_To be done:_
Could you change "pound" to "kilogram" in the forum thread on outdoor plant yields and give back the passage starting at "# How much per" and ending at "could i expect?"?

# How much per OUTDOOR Plant ???



## Ekoostik_Hookah (Feb 14, 2008)

Realisticly; how much bud do you get per plant outdoors?

 I know i have heard that a pound per plant is easy......but say i had 5 outdoor plants....that i dont see that ofton....and only feed about 4 times....
 How much dry weight could i expect?

Thanks...


----------



## Ekoostik_Hookah (Feb 14, 2008)

also, whats a basic min. weight i could expect per plant?

  as in a generally helthy normal, female plant.....Min & Max. weight range.

I searched, but found no answers.


----------



## Mutt (Feb 14, 2008)

Your not gonna find an answer.
WAY too many variables. Don't expect anything and just be suprised come harvest. 
Guerrilla growing is nerve racking with many pitfalls. Just about anything can happen.


----------



## BullyBong (Feb 14, 2008)

Agree with Mutt :beatnik:


----------



## SmokinMom (Feb 14, 2008)

_Extracted data:_
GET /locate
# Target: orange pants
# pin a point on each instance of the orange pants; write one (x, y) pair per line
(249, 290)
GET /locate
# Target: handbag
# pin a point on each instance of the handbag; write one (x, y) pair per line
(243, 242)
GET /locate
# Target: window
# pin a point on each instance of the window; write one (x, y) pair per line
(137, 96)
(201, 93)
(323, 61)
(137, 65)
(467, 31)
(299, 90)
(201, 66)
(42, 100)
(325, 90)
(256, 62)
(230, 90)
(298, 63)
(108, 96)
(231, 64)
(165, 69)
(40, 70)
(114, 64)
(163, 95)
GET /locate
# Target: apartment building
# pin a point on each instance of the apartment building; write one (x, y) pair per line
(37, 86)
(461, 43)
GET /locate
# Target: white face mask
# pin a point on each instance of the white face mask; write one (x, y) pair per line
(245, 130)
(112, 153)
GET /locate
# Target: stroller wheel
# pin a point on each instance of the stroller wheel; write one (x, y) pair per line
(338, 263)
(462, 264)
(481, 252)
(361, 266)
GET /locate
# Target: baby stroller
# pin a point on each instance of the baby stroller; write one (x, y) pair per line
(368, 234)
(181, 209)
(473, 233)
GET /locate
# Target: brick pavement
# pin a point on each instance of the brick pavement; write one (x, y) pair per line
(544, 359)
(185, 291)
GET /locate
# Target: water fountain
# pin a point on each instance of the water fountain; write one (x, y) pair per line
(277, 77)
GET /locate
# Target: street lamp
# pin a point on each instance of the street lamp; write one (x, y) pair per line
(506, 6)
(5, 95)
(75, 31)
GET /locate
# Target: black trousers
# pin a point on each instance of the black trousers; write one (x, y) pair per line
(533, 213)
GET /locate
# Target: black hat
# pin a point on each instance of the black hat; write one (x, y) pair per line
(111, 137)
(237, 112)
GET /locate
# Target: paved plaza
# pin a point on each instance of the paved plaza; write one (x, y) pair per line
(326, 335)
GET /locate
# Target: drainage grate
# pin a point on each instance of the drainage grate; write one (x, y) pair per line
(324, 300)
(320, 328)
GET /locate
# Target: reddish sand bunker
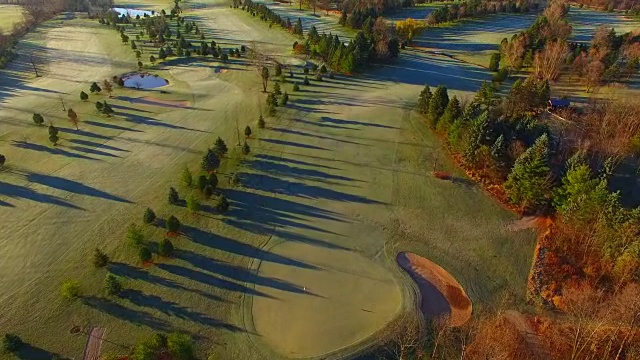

_Complete output:_
# How much per OUTDOOR Plant ???



## Ekoostik_Hookah (Feb 14, 2008)

Realisticly; how much bud do you get per plant outdoors?

 I know i have heard that a kilogram per plant is easy......but say i had 5 outdoor plants....that i dont see that ofton....and only feed about 4 times....
 How much dry weight could i expect?